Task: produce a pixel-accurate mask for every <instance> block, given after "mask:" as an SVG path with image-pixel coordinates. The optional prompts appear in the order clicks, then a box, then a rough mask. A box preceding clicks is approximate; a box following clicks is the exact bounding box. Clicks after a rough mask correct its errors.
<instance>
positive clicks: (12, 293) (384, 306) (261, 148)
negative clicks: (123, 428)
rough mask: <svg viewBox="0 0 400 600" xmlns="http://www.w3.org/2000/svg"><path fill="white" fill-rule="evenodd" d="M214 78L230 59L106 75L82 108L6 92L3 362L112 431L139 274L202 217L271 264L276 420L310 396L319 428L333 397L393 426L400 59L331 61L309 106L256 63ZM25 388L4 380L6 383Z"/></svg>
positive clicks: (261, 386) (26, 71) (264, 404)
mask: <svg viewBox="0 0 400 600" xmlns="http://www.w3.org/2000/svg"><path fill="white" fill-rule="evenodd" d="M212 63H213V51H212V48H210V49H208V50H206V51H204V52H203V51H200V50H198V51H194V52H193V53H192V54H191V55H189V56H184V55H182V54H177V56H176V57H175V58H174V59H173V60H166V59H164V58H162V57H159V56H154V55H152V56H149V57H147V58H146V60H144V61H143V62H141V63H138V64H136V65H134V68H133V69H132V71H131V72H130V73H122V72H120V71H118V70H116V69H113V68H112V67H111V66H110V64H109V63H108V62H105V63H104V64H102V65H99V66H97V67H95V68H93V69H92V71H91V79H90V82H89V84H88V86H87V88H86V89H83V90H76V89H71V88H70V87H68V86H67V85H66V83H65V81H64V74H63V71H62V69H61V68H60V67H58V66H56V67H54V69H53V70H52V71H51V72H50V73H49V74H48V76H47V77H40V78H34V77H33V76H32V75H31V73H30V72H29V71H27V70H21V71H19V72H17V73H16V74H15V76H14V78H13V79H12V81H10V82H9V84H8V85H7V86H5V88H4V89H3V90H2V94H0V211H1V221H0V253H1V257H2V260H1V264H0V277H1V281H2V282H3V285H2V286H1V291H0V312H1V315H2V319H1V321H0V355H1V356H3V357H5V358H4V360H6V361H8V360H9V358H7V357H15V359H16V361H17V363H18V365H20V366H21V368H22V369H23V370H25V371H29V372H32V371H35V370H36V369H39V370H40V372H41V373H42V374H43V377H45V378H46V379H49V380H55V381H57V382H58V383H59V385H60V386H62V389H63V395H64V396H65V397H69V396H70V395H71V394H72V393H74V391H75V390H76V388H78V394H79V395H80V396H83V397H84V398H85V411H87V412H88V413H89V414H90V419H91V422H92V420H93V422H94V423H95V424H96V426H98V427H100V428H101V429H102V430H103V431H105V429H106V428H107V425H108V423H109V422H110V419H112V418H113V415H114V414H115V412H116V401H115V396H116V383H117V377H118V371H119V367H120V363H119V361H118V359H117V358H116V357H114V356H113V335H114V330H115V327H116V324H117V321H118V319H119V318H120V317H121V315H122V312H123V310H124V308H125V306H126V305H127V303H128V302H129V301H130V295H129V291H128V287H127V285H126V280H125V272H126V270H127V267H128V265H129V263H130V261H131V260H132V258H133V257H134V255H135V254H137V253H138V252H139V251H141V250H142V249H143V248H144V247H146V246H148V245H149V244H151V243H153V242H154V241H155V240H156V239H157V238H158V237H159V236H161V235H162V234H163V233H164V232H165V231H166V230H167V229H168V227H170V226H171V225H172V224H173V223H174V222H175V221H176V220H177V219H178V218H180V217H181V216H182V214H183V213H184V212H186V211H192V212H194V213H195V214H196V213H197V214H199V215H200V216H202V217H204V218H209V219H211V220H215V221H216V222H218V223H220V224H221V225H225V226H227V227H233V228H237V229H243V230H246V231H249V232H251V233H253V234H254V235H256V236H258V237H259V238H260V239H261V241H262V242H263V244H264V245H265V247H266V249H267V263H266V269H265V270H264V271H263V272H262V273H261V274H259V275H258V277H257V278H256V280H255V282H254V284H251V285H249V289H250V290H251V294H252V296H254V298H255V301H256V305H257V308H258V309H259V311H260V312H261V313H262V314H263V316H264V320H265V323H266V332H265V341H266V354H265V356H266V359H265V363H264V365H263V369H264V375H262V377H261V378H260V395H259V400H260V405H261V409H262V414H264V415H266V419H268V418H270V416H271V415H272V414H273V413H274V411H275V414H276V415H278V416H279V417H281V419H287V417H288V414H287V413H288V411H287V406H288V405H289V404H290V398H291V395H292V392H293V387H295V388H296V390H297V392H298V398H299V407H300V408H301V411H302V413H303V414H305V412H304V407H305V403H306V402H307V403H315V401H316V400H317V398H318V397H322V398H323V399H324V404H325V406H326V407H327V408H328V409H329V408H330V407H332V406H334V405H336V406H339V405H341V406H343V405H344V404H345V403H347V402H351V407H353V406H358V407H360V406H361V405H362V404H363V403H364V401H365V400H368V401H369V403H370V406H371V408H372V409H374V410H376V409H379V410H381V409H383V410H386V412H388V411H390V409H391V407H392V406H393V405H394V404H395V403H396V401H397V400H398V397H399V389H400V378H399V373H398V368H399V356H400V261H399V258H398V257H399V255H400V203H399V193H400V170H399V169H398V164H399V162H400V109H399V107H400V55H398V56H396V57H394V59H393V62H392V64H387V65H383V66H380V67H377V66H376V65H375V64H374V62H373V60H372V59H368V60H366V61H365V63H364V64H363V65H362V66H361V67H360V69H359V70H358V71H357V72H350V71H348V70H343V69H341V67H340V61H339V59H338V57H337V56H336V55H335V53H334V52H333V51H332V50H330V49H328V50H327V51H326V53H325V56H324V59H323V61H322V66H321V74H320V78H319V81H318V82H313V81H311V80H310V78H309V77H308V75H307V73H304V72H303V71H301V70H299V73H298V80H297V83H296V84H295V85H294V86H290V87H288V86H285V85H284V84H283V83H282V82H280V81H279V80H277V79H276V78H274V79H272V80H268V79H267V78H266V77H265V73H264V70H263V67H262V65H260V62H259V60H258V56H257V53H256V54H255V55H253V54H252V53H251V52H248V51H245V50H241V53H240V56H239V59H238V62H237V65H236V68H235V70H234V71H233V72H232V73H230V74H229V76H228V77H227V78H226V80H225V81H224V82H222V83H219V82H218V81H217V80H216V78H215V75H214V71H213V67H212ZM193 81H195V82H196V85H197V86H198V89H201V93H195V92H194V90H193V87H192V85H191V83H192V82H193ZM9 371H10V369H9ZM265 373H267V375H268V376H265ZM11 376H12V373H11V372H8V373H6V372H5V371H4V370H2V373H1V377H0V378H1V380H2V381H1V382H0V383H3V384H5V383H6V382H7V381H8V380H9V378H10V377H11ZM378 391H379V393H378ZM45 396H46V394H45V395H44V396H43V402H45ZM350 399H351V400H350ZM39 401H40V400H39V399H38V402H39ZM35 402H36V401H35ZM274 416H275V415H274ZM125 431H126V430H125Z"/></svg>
|---|
Aim of the task:
Print the material above again, line for line, with no changes.

Solution to this exercise:
Task: produce a pixel-accurate mask for every <instance> block, given after "mask:" as an SVG path with image-pixel coordinates. The optional prompts appear in the order clicks, then a box, then a rough mask. A box preceding clicks is approximate; a box following clicks is the exact bounding box. Clicks after a rough mask correct its errors.
<instance>
positive clicks: (12, 293) (384, 306) (261, 148)
negative clicks: (123, 428)
rough mask: <svg viewBox="0 0 400 600" xmlns="http://www.w3.org/2000/svg"><path fill="white" fill-rule="evenodd" d="M214 78L230 59L106 75L82 108L6 92L3 362L112 431L139 274L202 217L271 264L276 420L310 396L319 428L333 397L393 426L400 59L331 61L309 106L256 63ZM25 388L4 380L6 383Z"/></svg>
positive clicks: (261, 386) (26, 71) (264, 404)
mask: <svg viewBox="0 0 400 600" xmlns="http://www.w3.org/2000/svg"><path fill="white" fill-rule="evenodd" d="M212 63H213V51H212V48H210V49H208V50H206V51H204V52H203V51H200V50H198V51H194V52H193V53H192V54H191V55H189V56H184V55H182V54H177V56H176V57H175V58H174V59H173V60H166V59H164V58H162V57H159V56H154V55H152V56H149V57H147V58H146V60H144V61H143V62H141V63H138V64H136V65H134V68H133V69H132V71H131V72H130V73H122V72H120V71H118V70H116V69H113V68H112V67H111V66H110V64H109V63H108V62H105V63H104V64H102V65H99V66H97V67H95V68H93V69H92V71H91V79H90V82H89V84H88V86H87V88H86V89H83V90H76V89H71V88H70V87H68V86H67V85H66V83H65V81H64V74H63V71H62V69H61V68H60V67H58V66H56V67H54V69H53V70H52V71H51V72H50V73H49V74H48V76H47V77H40V78H34V77H33V76H32V75H31V73H30V72H29V71H27V70H21V71H19V72H17V73H16V74H15V76H14V78H13V79H12V81H10V82H9V84H8V85H7V86H5V88H4V89H3V90H2V94H0V211H1V221H0V253H1V257H2V260H1V264H0V277H1V281H2V282H3V285H2V286H1V291H0V312H1V315H2V319H1V321H0V355H1V356H3V357H5V358H4V360H6V361H8V360H9V358H7V357H15V359H16V361H17V363H18V365H20V366H21V368H22V369H23V370H25V371H29V372H32V371H35V370H36V369H39V370H40V372H41V373H42V374H43V377H45V378H46V379H49V380H55V381H57V382H58V383H59V385H60V386H62V389H63V395H64V396H65V397H69V396H70V395H71V394H72V393H74V391H75V390H76V388H78V394H79V395H80V396H83V397H84V398H85V411H87V412H88V413H89V414H90V419H91V422H92V420H93V422H94V423H95V424H96V426H98V427H100V428H101V429H102V430H103V431H105V429H106V428H107V425H108V423H109V422H110V419H112V418H113V415H114V414H115V412H116V401H115V396H116V383H117V377H118V371H119V367H120V363H119V361H118V359H117V358H116V357H114V356H113V335H114V330H115V327H116V324H117V321H118V319H119V318H120V317H121V315H122V312H123V310H124V308H125V306H126V305H127V303H128V302H129V301H130V295H129V291H128V287H127V285H126V280H125V272H126V270H127V267H128V265H129V263H130V261H131V260H132V258H133V257H134V255H135V254H137V253H138V252H139V251H141V250H142V249H143V248H144V247H146V246H148V245H149V244H151V243H153V242H154V241H155V240H156V239H157V238H158V237H159V236H161V235H162V234H163V233H164V232H165V231H166V230H167V229H168V227H170V226H171V225H172V224H173V223H174V222H175V221H176V220H177V219H178V218H180V217H181V216H182V214H183V213H184V212H186V211H192V212H194V213H195V214H196V213H197V214H199V215H200V216H202V217H204V218H209V219H211V220H215V221H216V222H218V223H220V224H221V225H225V226H227V227H233V228H237V229H243V230H246V231H249V232H251V233H253V234H254V235H256V236H258V237H259V238H260V239H261V241H262V242H263V244H264V245H265V247H266V249H267V263H266V269H265V270H264V271H263V272H262V273H261V274H259V275H258V277H257V278H256V280H255V282H254V284H251V285H249V289H250V290H251V294H252V296H254V298H255V301H256V305H257V308H258V309H259V311H260V312H261V313H262V314H263V316H264V320H265V323H266V332H265V341H266V354H265V356H266V359H265V363H264V365H263V369H264V375H262V377H261V378H260V395H259V400H260V405H261V409H262V414H264V415H266V419H268V418H270V416H271V415H272V414H273V413H274V411H275V414H276V415H278V416H279V417H281V419H287V417H288V414H287V413H288V411H287V406H288V405H289V404H290V398H291V395H292V392H293V387H295V388H296V390H297V392H298V398H299V407H300V408H301V411H302V413H303V414H305V412H304V407H305V403H306V402H307V403H315V401H316V400H317V398H318V397H322V398H323V399H324V404H325V406H326V407H327V408H328V409H329V408H330V407H332V406H334V405H336V406H339V405H341V406H343V405H344V404H345V403H347V402H351V407H353V406H358V407H360V406H361V405H362V404H363V403H364V401H365V400H368V401H369V403H370V406H371V408H372V409H374V410H376V409H379V410H381V409H383V410H386V412H388V411H390V409H391V407H392V406H393V405H394V404H395V403H396V401H397V400H398V397H399V389H400V378H399V373H398V368H399V356H400V261H399V258H398V257H399V255H400V203H399V193H400V170H399V169H398V164H399V162H400V109H399V107H400V55H398V56H396V57H394V59H393V62H392V64H387V65H383V66H380V67H377V66H376V65H375V64H374V62H373V60H372V59H368V60H366V61H365V63H364V64H363V65H362V66H361V67H360V69H359V70H358V71H357V72H350V71H348V70H343V69H341V67H340V61H339V59H338V57H337V56H336V55H335V53H334V52H333V51H332V50H330V49H328V50H327V51H326V53H325V56H324V59H323V61H322V66H321V74H320V78H319V81H318V82H313V81H311V80H310V78H309V77H308V75H307V73H304V72H303V71H301V70H299V73H298V80H297V83H296V84H295V85H294V86H290V87H288V86H285V85H284V84H283V83H282V82H280V81H279V80H277V79H276V78H274V79H272V80H268V79H267V78H266V77H265V73H264V70H263V67H262V65H260V62H259V60H258V56H257V53H256V54H255V55H253V54H252V53H251V52H248V51H245V50H241V53H240V56H239V59H238V62H237V65H236V68H235V70H234V71H233V72H232V73H230V74H229V76H228V77H227V78H226V80H225V81H224V82H222V83H219V82H218V81H217V80H216V78H215V75H214V71H213V67H212ZM193 81H195V82H196V85H197V86H198V89H201V93H195V92H194V90H193V87H192V85H191V83H192V82H193ZM9 371H10V369H9ZM265 373H267V375H268V376H265ZM11 376H12V373H11V372H8V373H6V372H5V371H4V370H2V373H1V377H0V378H1V380H2V381H1V382H0V383H3V384H5V383H6V382H7V381H8V380H9V378H10V377H11ZM378 391H379V393H378ZM45 396H46V394H45V395H44V396H43V402H45ZM350 399H351V400H350ZM39 401H40V400H39V399H38V402H39ZM35 402H36V401H35ZM274 416H275V415H274ZM125 431H126V430H125Z"/></svg>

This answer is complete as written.